:: ESERCIZIO ::
Prosegui il testo sull'uso degli strumenti digitali e dell'e-commerce da parte delle Pmi, riprendendo dopo la sua ultima frase.

La pandemia ha accelerato il processo di presa coscienza sulla necessità di implementare l’utilizzo di strumenti digitali, tra cui sito web, social, Whatsapp e videochiamate: motivo per cui il 36% ha creato una vetrina digitale, incrementando i sistemi di messaggistica e video (+50%).

Gli aspetti ancora deboli emergono quando agli intervistati è stato chiesto se il sito viene utilizzato per la vendita online: solo il 10% ha un sito che permette gli acquisti on line, e il campione ha dichiarato di non aver finora intrapreso la via di un’app per smartphone e tablet per promuoversi o vendersi online. Proprio l’e-commerce è uno dei punti deboli dell’export delle Pmi: l’Italia è l’unico mercato in cui meno della metà delle Pmi dichiara di utilizzare canali di vendita online nell’attività di esportazione.

:: RIGHE FORNITE ::

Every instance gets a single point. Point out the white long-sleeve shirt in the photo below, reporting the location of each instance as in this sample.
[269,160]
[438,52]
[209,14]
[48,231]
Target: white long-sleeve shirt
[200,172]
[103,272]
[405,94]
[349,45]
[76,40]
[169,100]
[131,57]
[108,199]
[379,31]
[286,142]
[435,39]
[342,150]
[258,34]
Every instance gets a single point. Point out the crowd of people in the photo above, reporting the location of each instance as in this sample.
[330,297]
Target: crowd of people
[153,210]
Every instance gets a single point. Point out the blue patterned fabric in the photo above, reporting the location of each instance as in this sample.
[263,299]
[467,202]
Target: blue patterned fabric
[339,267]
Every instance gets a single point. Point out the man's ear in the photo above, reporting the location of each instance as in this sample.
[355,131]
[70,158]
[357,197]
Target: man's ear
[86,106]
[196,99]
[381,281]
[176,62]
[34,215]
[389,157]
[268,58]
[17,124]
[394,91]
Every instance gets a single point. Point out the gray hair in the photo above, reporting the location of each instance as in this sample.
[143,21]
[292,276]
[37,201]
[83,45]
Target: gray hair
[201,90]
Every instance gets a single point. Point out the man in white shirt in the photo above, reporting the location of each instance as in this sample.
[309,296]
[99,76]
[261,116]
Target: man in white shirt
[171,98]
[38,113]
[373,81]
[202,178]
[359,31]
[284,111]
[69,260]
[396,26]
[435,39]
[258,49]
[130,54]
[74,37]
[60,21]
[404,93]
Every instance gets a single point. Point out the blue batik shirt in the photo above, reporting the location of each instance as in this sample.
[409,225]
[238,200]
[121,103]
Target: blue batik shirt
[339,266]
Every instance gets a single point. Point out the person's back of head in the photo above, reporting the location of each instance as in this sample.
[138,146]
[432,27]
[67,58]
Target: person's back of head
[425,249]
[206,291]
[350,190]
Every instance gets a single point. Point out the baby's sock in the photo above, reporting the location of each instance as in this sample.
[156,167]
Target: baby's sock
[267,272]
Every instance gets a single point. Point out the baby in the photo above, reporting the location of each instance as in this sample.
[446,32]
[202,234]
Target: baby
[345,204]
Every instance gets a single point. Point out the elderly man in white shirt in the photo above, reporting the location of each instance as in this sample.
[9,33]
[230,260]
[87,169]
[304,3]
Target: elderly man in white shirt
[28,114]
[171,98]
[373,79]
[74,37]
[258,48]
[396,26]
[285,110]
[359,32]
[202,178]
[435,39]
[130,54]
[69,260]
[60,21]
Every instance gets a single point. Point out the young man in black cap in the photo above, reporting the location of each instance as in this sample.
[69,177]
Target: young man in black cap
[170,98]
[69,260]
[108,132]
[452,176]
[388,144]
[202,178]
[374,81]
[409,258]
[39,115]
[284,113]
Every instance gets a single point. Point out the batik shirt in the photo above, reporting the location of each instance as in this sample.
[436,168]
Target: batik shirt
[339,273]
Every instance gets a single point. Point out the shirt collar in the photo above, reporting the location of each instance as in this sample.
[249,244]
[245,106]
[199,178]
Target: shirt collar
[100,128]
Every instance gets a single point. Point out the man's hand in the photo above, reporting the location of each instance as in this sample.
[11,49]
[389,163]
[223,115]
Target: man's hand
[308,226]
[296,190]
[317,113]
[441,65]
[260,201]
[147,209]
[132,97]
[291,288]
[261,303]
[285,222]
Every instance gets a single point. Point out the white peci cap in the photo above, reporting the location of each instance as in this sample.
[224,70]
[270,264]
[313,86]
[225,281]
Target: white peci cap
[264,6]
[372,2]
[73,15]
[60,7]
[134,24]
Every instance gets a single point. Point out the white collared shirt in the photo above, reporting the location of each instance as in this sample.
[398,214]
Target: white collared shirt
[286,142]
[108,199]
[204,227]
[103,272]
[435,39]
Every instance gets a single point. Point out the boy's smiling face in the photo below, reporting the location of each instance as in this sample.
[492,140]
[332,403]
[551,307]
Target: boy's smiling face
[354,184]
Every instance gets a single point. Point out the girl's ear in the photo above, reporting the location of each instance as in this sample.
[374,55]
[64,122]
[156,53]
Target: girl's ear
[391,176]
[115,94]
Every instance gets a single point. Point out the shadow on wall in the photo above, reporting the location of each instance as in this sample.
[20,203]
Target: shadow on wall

:: SOLUZIONE ::
Le piccole imprese però sembrano aver preso coscienza dell’importanza dell’innovazione: il 60% sono consapevoli di doversi muovere in tal senso, e hanno dichiarato di essere interessate a proseguire sulla strada dei canali digitali, in abbinamento alle modalità tradizionali. Il digitale è vincente solo se supporta le modalità tradizionali.

I titolari delle imprese intervistate sono micro/piccole imprese, infatti possiedono per il 44,44% al massimo 3 dipendenti.

Una voce che ha registrato una crescita esponenziale è stata quella delle consegne a domicilio: il 39% ha avviato il servizio per la prima volta in autonomia.

Scarsa invece l’applicazione dello smart working, che ha interessato solo il 25% delle microimprese.

Secondo l’Istat soltanto il 3,8% delle società italiane ha raggiunto una maturità digitale. Molte utilizzano e-commerce, software e cloud ma solo il 16% ha adottato Big Data. Il freno è rappresentato dalle infrastrutture: in Piemonte, ad esempio, la banda larga raggiunge appena il 57% della popolazione del territorio.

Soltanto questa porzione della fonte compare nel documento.